■ Exercise task ■
Extract every line of the data below and reproduce each one verbatim, in the same order.

***** Data rows

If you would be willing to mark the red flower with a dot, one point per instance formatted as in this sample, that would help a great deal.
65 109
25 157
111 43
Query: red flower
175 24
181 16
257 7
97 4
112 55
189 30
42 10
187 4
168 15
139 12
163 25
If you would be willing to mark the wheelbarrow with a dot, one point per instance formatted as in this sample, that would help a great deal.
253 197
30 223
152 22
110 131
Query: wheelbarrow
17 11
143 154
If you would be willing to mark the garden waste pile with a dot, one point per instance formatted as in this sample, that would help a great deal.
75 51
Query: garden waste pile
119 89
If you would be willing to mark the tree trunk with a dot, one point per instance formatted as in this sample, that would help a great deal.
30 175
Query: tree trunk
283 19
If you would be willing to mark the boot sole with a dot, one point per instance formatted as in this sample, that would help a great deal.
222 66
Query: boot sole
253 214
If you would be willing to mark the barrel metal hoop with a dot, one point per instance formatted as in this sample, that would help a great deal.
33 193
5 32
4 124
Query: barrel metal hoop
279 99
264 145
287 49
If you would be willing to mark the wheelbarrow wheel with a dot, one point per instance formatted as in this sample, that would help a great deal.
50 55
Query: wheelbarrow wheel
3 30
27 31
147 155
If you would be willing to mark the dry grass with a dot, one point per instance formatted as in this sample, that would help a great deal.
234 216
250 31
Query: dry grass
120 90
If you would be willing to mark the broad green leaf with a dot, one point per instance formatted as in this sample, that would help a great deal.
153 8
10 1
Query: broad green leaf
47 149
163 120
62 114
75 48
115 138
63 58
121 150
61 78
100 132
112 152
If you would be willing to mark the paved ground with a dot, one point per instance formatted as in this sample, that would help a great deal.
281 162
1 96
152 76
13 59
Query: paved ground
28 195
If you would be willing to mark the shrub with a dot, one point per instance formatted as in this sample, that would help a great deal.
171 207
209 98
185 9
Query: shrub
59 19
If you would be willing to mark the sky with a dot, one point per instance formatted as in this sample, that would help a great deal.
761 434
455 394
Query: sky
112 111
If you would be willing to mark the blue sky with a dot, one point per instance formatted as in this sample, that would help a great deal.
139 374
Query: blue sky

**********

■ Reply ■
If you would be willing to mark the red flower with a dot, one point per instance formatted as in this sample, that would help a great deal.
65 109
25 157
111 43
Query: red flower
175 24
181 16
257 7
97 4
112 55
189 30
42 10
187 4
168 15
139 12
163 25
If you would be willing to mark the wheelbarrow with a dot, one point per instance formatted as in this sample, that would help a great deal.
253 197
30 223
152 22
110 131
Query: wheelbarrow
17 11
143 154
If you would be willing to mark the garden waste pile with a dot, one point per instance formatted as in this sample, that would help a great deal.
75 51
Query: garden waste pile
119 89
If you would be willing to mark the tree trunk with a dot, one point per instance formatted as in this sample, that would help a great deal.
30 175
Query: tree trunk
283 19
If you would be willing to mark the boot sole with a dot, one point per instance formatted as in this sample, that would help a great deal.
222 66
Query: boot sole
253 214
If you would be willing to mark the barrel metal hoop with a dot, one point per instance formatted as in this sample, that would help a great deal.
33 193
5 32
4 124
Query: barrel metal hoop
279 99
264 145
287 49
If you would be willing to mark the wheelbarrow wheel with a dot, one point per instance formatted as in this sample, that would help a great deal.
50 55
Query: wheelbarrow wheel
3 30
27 31
147 155
If you would be willing to mark the dry grass with a dot, one point per instance formatted as in this sample, that would help a great deal.
234 216
250 31
Query: dry grass
120 90
If you would be willing to mark the broad green leaf with a dot, one point per instance formatted as in this sample, that would help a great deal.
153 8
10 1
Query: broad green leaf
47 149
163 120
62 114
75 48
115 138
63 58
121 150
61 78
100 132
112 152
If you would be willing to mark the paved ground with a dot, one point per instance formatted as in this sample, that would help a great deal.
281 162
1 96
152 76
13 59
Query: paved ground
28 195
If you would be willing to mark the shrub with a dot, one point per instance formatted as in this sample, that would help a great deal.
171 207
209 98
185 9
Query: shrub
59 19
If you would be willing to mark the sky with a dot, one point per instance formatted as in this sample, that would help a great deal.
761 434
455 394
Query: sky
112 111
If you would be willing to mark the blue sky with a dot, one point per instance formatted as in this sample, that would help a great deal.
139 374
Query: blue sky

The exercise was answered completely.